**SHORT PROBLEM**
Put every line of the listing below into a numbered list, skipping any blank lines. Leave the pictures out of your answer.

**DATA SUPPLIED**
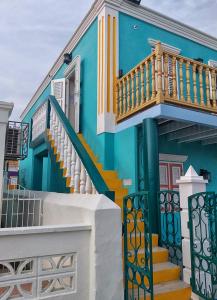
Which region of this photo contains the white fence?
[0,225,91,300]
[0,192,123,300]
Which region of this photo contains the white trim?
[159,153,188,163]
[64,55,81,79]
[208,59,217,68]
[20,0,217,119]
[148,38,181,55]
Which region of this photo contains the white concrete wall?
[33,193,123,300]
[0,101,13,216]
[0,224,91,300]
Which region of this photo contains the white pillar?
[176,166,208,300]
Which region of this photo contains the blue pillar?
[143,118,160,233]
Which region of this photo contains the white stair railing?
[50,105,96,194]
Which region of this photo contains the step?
[115,188,128,202]
[124,233,158,251]
[128,246,169,265]
[128,262,180,288]
[102,175,123,190]
[129,280,191,300]
[153,261,181,284]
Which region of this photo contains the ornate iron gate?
[188,192,217,300]
[124,192,154,300]
[158,190,182,268]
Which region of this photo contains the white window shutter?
[51,78,66,112]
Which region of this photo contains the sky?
[0,0,217,120]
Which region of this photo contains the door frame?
[159,153,188,189]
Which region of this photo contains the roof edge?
[20,0,217,120]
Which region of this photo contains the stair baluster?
[74,153,81,193]
[66,137,72,177]
[80,163,86,194]
[70,146,76,187]
[85,171,92,194]
[60,126,65,163]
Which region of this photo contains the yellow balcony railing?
[116,43,217,122]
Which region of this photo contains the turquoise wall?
[112,13,217,191]
[21,9,217,192]
[159,137,217,191]
[119,13,217,73]
[114,127,137,193]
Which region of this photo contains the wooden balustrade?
[116,43,217,122]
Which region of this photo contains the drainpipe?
[0,101,14,227]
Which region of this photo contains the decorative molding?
[159,153,188,163]
[0,101,14,117]
[64,55,81,79]
[20,0,217,119]
[148,38,181,55]
[97,5,119,134]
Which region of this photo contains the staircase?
[73,134,191,300]
[46,134,191,300]
[32,98,191,300]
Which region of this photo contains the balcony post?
[156,42,163,103]
[143,118,160,233]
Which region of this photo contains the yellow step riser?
[128,266,180,289]
[136,288,191,300]
[128,249,169,266]
[124,233,158,251]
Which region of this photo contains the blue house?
[20,0,217,299]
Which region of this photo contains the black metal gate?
[158,190,182,269]
[123,192,154,300]
[188,192,217,300]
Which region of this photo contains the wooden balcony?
[116,43,217,123]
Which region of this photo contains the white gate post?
[0,101,14,220]
[176,166,208,300]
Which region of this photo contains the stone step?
[128,247,169,266]
[129,262,180,288]
[129,280,191,300]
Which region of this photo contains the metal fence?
[188,192,217,300]
[124,192,154,300]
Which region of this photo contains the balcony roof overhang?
[116,104,217,146]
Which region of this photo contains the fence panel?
[188,192,217,300]
[124,192,154,300]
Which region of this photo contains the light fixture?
[64,53,72,65]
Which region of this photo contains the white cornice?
[21,0,217,119]
[148,38,181,55]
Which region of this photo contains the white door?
[160,162,183,191]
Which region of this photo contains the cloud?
[0,0,217,119]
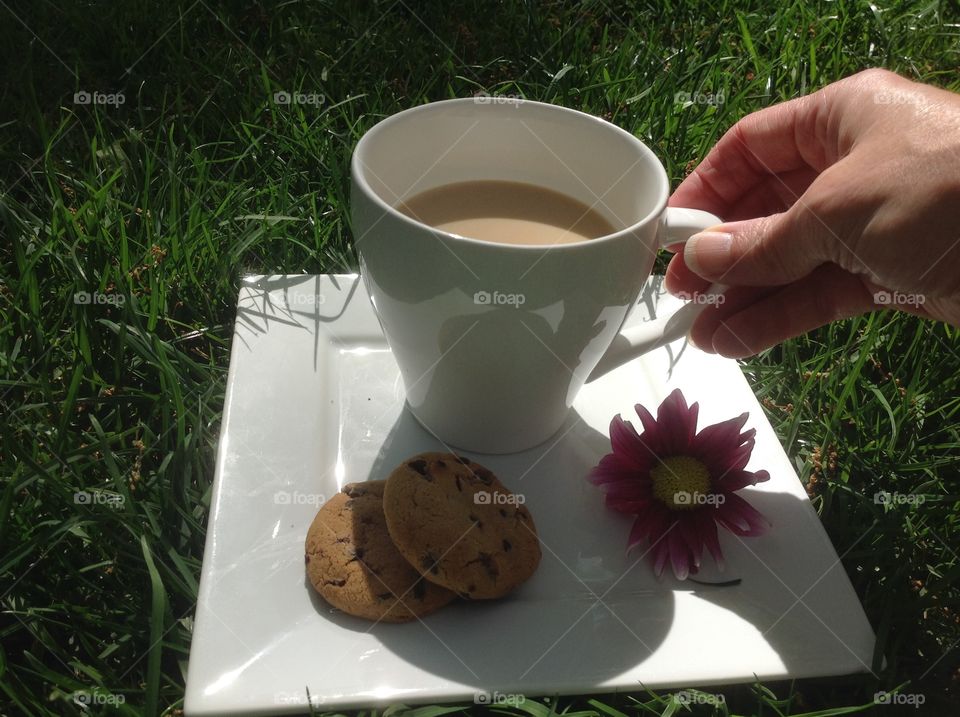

**WRITTEN RESPONSE**
1. Which region of this photo contains the white fence?
2. [0,225,91,300]
3. [0,192,123,300]
4. Which region of this photo contains the white trim?
5. [159,153,188,163]
6. [64,55,81,79]
7. [208,59,217,68]
8. [20,0,217,119]
9. [148,38,181,55]
10. Which region of this photo contains the white concrete wall?
11. [33,193,123,300]
12. [0,101,13,216]
13. [0,224,91,300]
14. Which region of this photo contains the white pillar?
15. [176,166,208,300]
16. Which region of this photo contains the blue pillar?
17. [143,118,160,233]
18. Which region of this photo contains the white stair railing?
19. [50,105,96,194]
20. Which region of this photo contains the step?
21. [115,188,128,202]
22. [124,233,158,251]
23. [128,246,169,265]
24. [128,262,180,288]
25. [102,175,123,190]
26. [129,280,191,300]
27. [153,261,181,284]
28. Which region of this photo contains the ornate iron gate?
29. [188,192,217,300]
30. [124,192,154,300]
31. [158,190,182,268]
32. Which region of this photo contains the white window shutter?
33. [51,78,66,112]
34. Which region of this photo contains the sky?
35. [0,0,217,120]
36. Which region of this photo contains the door frame?
37. [159,153,188,189]
38. Which region of this photo contains the roof edge?
39. [20,0,217,120]
40. Which region of this photo contains the stair baluster?
41. [74,153,81,193]
42. [66,137,72,177]
43. [80,163,86,194]
44. [70,146,76,187]
45. [85,171,92,194]
46. [60,126,65,163]
47. Which region of this photo contains the yellow balcony railing?
48. [116,43,217,122]
49. Which region of this photo contains the turquoise wall?
50. [112,13,217,191]
51. [21,9,217,192]
52. [159,137,217,191]
53. [119,13,217,73]
54. [114,127,137,193]
55. Which region of this photo contains the wooden balustrade?
56. [116,43,217,122]
57. Which region of this photo contains the drainpipe?
58. [0,101,14,227]
59. Which region of this photo contains the decorative molding?
60. [159,153,188,163]
61. [0,101,14,117]
62. [64,55,81,79]
63. [20,0,217,119]
64. [148,38,181,55]
65. [97,5,119,134]
66. Which region of this photo contains the staircase?
67. [73,134,191,300]
68. [46,134,191,300]
69. [32,98,191,300]
70. Which region of this photo contains the balcony post?
71. [156,42,163,103]
72. [143,118,160,233]
73. Which region of this photo contains the yellow step riser?
74. [128,266,180,289]
75. [136,288,191,300]
76. [128,249,169,266]
77. [124,233,158,251]
78. Which region of this photo contains the blue house?
79. [20,0,217,299]
80. Which region of this photo contains the black metal gate?
81. [158,190,182,269]
82. [123,192,154,300]
83. [188,192,217,300]
84. Which region of this photo contains the wooden balcony?
85. [116,43,217,123]
86. Which region of this photo contains the white gate post?
87. [0,101,14,220]
88. [176,166,208,300]
89. Which region of this photo contains the stone step?
90. [128,247,169,266]
91. [129,262,180,288]
92. [129,280,191,300]
93. Which region of this photo contains the metal fence?
94. [188,192,217,300]
95. [124,192,154,300]
96. Which region of this photo contains the balcony roof overhang?
97. [116,104,217,146]
98. Which region of this photo contains the fence panel?
99. [188,192,217,300]
100. [124,192,154,300]
101. Which region of this photo contains the light fixture?
102. [64,53,72,65]
103. Which region of this photo contains the white cornice?
104. [21,0,217,119]
105. [148,38,181,55]
106. Which region of this photo contains the white door?
107. [160,162,183,191]
108. Which region of this photo contains the cloud?
109. [0,0,217,119]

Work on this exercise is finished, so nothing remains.